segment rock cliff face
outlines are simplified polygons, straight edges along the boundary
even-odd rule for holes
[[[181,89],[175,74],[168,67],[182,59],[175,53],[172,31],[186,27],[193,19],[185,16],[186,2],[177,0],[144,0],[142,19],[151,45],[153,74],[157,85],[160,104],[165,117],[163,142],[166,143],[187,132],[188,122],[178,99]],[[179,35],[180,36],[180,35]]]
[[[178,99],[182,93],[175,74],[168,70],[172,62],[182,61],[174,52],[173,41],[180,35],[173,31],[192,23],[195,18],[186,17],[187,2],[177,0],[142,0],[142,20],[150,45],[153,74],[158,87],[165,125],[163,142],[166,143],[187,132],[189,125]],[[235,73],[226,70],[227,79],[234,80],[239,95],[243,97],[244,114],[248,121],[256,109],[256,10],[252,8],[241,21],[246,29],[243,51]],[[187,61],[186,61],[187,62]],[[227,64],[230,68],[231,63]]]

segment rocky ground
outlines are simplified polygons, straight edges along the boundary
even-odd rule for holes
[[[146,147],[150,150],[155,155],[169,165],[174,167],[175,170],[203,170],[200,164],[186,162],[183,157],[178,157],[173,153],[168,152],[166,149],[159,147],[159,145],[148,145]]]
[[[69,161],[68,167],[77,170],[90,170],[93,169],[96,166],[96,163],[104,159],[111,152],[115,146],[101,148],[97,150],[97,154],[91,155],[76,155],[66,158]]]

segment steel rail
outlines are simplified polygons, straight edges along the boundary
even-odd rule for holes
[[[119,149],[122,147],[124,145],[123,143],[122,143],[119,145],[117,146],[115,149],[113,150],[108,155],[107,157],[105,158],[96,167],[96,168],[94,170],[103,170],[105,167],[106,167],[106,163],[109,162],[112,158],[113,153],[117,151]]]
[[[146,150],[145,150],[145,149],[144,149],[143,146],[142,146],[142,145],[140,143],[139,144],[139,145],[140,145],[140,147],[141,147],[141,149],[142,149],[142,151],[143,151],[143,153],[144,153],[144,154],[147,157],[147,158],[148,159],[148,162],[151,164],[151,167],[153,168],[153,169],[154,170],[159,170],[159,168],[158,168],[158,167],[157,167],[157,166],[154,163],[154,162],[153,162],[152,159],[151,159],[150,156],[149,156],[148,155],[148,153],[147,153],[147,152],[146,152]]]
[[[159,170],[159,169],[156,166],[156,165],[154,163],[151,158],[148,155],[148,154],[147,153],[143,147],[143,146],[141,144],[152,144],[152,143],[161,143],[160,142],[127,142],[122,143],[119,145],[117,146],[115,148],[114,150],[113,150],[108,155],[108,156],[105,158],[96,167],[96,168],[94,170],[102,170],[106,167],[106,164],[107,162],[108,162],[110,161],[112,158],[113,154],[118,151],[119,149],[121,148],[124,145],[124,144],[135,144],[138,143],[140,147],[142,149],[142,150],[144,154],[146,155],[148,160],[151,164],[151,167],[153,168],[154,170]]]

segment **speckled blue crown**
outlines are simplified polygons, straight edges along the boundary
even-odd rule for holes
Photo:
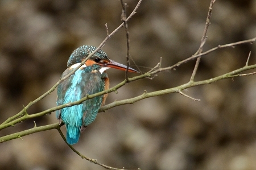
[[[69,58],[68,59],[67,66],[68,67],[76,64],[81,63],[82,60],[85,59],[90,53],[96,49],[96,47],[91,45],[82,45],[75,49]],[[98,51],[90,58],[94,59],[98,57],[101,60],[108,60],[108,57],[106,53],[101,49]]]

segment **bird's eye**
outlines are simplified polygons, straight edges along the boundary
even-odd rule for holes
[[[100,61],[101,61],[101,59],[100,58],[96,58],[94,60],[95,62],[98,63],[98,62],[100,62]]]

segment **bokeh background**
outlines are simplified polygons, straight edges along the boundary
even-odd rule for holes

_THE EXERCISE_. Pictures in the records above are left out; print everything else exactly as written.

_SOLUTION TO THE EXERCISE_.
segment rock cliff face
outlines are simplified polygons, straight edges along the boundary
even-odd rule for holes
[[[181,89],[175,74],[168,67],[182,59],[175,53],[172,31],[186,27],[193,19],[185,16],[186,2],[177,0],[144,0],[142,19],[151,45],[153,74],[157,85],[160,104],[165,117],[163,142],[166,143],[187,132],[188,122],[178,99]],[[179,35],[180,36],[180,35]]]
[[[178,99],[182,93],[175,74],[168,70],[172,62],[182,61],[174,52],[173,41],[180,35],[173,31],[192,23],[195,18],[186,17],[187,2],[177,0],[142,0],[142,20],[150,45],[153,74],[158,87],[165,125],[163,142],[166,143],[187,132],[189,125]],[[235,73],[226,70],[227,79],[234,80],[239,95],[243,97],[244,114],[248,121],[256,109],[256,10],[252,8],[241,21],[246,29],[243,51]],[[187,61],[186,61],[187,62]],[[227,64],[230,68],[231,63]]]

segment rocky ground
outlines are simplified polygons, straight edges along the boundary
even-odd rule for holes
[[[146,147],[150,150],[155,155],[169,165],[174,167],[175,170],[203,170],[200,164],[186,162],[183,157],[178,157],[173,153],[168,152],[166,149],[159,147],[159,145],[148,145]]]
[[[69,161],[68,167],[77,170],[90,170],[93,169],[96,166],[96,163],[104,159],[111,152],[115,146],[101,148],[97,150],[97,154],[91,155],[76,155],[66,158]]]

segment steel rail
outlines are simplified polygons, straight edges along the boundary
even-odd rule for holes
[[[119,149],[122,147],[124,145],[123,143],[122,143],[119,145],[117,146],[115,149],[113,150],[108,155],[107,157],[105,158],[96,167],[96,168],[94,170],[103,170],[105,167],[106,167],[106,163],[109,162],[112,158],[113,153],[117,151]]]
[[[146,150],[145,150],[145,149],[144,149],[143,146],[142,146],[142,145],[140,143],[139,144],[139,145],[140,145],[140,147],[141,147],[141,149],[142,149],[142,151],[143,151],[143,153],[144,153],[144,154],[147,157],[147,158],[148,159],[148,162],[151,164],[151,167],[153,168],[153,169],[154,170],[159,170],[159,168],[158,168],[158,167],[157,167],[157,166],[154,163],[154,162],[153,162],[152,159],[151,159],[150,156],[149,156],[148,155],[148,153],[147,153],[147,152],[146,152]]]
[[[159,170],[159,169],[156,166],[156,165],[154,163],[151,158],[148,155],[148,154],[147,153],[143,147],[143,146],[141,144],[152,144],[152,143],[161,143],[160,142],[127,142],[122,143],[119,145],[117,146],[115,148],[114,150],[113,150],[108,155],[108,156],[105,158],[96,167],[96,168],[94,170],[102,170],[106,167],[106,164],[107,162],[108,162],[110,161],[112,158],[113,154],[118,151],[119,149],[121,148],[124,145],[124,144],[135,144],[138,143],[140,147],[142,149],[142,150],[144,154],[146,155],[148,160],[151,164],[151,167],[153,168],[154,170]]]

segment **speckled blue crown**
outlines are simplified polygons, straight edges along the boundary
even-odd rule for holes
Photo:
[[[69,58],[68,59],[67,66],[68,67],[76,64],[81,63],[82,60],[85,59],[90,53],[96,49],[96,47],[91,45],[82,45],[75,49]],[[98,51],[90,58],[94,59],[98,57],[101,60],[108,60],[108,57],[106,53],[101,49]]]

segment **bird's eye**
outlines are simplified polygons, straight edges along the boundary
even-odd rule for holes
[[[100,61],[101,61],[101,59],[100,58],[96,58],[94,60],[95,62],[98,63],[98,62],[100,62]]]

segment **bokeh background**
outlines are simplified polygons, straight edges along the boundary
even-odd rule for holes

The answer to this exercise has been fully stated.